Tutti uniti, stando a queste esplosive rivelazioni, da una gigantesca rete di banche e consulenti in grado di dirottare di nascosto da ogni controllo di legalità, verso discreti isolotti
off-shore, masse di denaro: miliardi e miliardi di dollari. Le rivelazioni sono saltate fuori da uno sterminato archivio di documenti denominati "Panama Papers" fatti filtrare da uno studio legale, Mossack Fonseca, con sede nel Paese centroamericano del canale: non molto noto ma con uffici sparsi nei 5 continenti da Miami, a Hong Kong, a Zurigo, a 42 altre località.

Documenti passati al giornale tedesco Suddeutsche Zeitung e da questo condivisi poi con un pool di oltre 300 reporter investigativi di vari media internazionali fra cui i britannici Guardian e Bbc (e per l'Italia l'Espresso). Il Guardian si concentra in apertura della sua edizione online solo su Putin, da tempo nel mirino di Washington e di Londra sullo sfondo dello scontro geopolitico in atto fra Mosca e l'occidente. Il leader russo viene ritenuto coinvolto indirettamente attraverso la figura di Serghei Roldugin: un musicista indicato fra i suoi migliori amici e padrino di battesimo di una delle sue figlie, che appare il terminale - almeno nominale - di un trasferimento sotto banco di ben due miliardi di dollari partiti da Bank Rossia (istituto di credito guidato da Yuri Kovalciuk, che gli Usa sostengono essere una sorta di banchiere del Cremlino) per essere indirizzati poi a Cipro e nel paradiso delle Isole Vergini Britanniche. Sospetti che peraltro un portavoce del Cremlino ha subito respinto come una montatura politica, assicurando che Mosca ha i mezzi per difendere in sede legale la reputazione di Putin. 

Ma non è solo la Russia al centro di uno scandalo che si basa sulla bellezza di 11 milioni di documenti analizzati da giornalisti di 76 Paesi: di fatto la più grande fuga di notizie o indiscrezioni nella storia della finanza e della politica, persino più vasta di quelle di Wikileaks nel 2010 e delle intercettazioni della Nsa americana svelate da Edward Snowden nel 2013. Carte nelle quali compaiono i nomi di almeno 140 tra politici, personaggi famosi, imprenditori e sportivi e di 12 leader politici tra re, presidenti e primi ministri.

◆ ◆ ◆ ◆ ◆ ◆ ◆

• _Consegna 1_: Traduci in inglese questa frase del brano sui Panama Papers: "Sospetti che peraltro un portavoce del Cremlino ha subito respinto come una montatura politica, assicurando che Mosca ha i mezzi per difendere in sede legale la reputazione di Putin."
• _Consegna 2_:
Le seguenti affermazioni concordano con il brano sui Panama Papers? Rispondi sì o no a ciascuna e cita le parole del brano che lo stabiliscono.
(a) Lo studio Mossack Fonseca ha sede nel Paese centroamericano del canale.
(b) I documenti sono stati condivisi con meno di 200 reporter.
(c) Serghei Roldugin è un banchiere.
I record non servono per svolgere il lavoro.

• _Materiale fornito_:
◆ ◆ ◆ ◆ ◆ ◆ ◆

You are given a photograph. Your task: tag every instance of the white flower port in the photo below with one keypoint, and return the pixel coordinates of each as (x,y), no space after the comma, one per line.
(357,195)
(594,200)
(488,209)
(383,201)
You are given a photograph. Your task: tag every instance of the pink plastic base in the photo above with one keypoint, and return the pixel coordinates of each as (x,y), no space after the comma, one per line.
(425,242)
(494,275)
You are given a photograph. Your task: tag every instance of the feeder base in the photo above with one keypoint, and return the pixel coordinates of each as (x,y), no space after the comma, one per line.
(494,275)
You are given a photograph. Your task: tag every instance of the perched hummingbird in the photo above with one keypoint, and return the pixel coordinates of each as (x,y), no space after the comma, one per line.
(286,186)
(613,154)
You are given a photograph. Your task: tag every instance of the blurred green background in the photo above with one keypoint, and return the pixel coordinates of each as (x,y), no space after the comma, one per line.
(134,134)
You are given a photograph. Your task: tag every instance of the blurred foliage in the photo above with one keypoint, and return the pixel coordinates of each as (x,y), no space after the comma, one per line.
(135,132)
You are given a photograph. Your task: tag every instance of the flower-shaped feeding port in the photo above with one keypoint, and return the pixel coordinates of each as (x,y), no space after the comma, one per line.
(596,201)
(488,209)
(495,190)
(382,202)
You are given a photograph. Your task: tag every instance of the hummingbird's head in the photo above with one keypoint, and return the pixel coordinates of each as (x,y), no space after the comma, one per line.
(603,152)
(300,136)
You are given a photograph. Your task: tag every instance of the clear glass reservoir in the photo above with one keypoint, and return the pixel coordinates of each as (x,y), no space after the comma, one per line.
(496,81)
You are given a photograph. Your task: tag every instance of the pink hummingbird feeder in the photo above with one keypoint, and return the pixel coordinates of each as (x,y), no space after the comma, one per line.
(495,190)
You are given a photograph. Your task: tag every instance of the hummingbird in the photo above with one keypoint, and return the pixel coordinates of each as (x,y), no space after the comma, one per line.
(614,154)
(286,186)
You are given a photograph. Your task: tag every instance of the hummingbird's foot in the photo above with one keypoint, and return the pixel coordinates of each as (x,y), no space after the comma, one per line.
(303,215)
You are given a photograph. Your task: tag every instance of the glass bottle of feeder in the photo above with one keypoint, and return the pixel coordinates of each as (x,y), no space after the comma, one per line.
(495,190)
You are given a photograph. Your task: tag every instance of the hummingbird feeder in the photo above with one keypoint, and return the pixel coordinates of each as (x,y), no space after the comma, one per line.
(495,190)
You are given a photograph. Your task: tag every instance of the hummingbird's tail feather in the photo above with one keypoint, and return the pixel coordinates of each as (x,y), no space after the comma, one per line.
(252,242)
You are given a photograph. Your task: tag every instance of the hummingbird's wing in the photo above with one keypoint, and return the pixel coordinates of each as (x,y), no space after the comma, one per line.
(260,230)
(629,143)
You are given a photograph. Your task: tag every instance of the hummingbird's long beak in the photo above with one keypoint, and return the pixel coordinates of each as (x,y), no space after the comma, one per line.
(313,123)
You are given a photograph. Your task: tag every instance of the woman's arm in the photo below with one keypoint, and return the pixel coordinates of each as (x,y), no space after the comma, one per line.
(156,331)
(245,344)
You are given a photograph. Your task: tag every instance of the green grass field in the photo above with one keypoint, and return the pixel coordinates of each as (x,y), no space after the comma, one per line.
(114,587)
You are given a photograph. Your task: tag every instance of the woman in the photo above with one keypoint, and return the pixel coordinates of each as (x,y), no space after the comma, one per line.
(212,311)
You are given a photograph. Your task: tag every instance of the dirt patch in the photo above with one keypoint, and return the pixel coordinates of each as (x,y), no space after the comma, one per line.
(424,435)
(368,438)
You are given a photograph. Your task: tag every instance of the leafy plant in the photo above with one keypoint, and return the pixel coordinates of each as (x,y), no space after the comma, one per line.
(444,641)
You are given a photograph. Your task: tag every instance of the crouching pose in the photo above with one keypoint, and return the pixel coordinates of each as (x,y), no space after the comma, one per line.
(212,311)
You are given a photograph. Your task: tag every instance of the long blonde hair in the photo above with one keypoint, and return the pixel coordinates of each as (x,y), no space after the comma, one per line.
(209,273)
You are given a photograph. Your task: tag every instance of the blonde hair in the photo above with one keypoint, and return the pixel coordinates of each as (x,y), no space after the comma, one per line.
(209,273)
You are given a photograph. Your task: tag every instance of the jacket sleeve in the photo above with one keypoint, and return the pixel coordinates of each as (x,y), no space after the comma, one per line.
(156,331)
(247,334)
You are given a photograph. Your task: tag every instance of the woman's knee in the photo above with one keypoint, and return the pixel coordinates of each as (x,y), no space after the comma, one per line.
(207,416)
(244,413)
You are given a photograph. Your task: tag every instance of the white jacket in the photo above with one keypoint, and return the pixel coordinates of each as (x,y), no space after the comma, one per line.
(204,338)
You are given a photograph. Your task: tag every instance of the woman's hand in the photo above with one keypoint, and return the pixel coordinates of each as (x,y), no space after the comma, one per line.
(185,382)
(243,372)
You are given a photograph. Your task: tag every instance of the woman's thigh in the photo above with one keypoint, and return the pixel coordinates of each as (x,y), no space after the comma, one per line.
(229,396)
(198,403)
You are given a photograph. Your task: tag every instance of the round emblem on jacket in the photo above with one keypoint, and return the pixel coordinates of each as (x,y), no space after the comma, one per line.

◆ ◆ ◆ ◆ ◆ ◆ ◆

• _Risposta finale 1_: Suspicions that, moreover, a Kremlin spokesperson immediately dismissed as a political setup, assuring that Moscow has the means to defend Putin's reputation in court.

• _Risposta finale 2_:
(a) Sì: «con sede nel Paese centroamericano del canale».
(b) No: «un pool di oltre 300 reporter investigativi».
(c) No: «un musicista indicato fra i suoi migliori amici».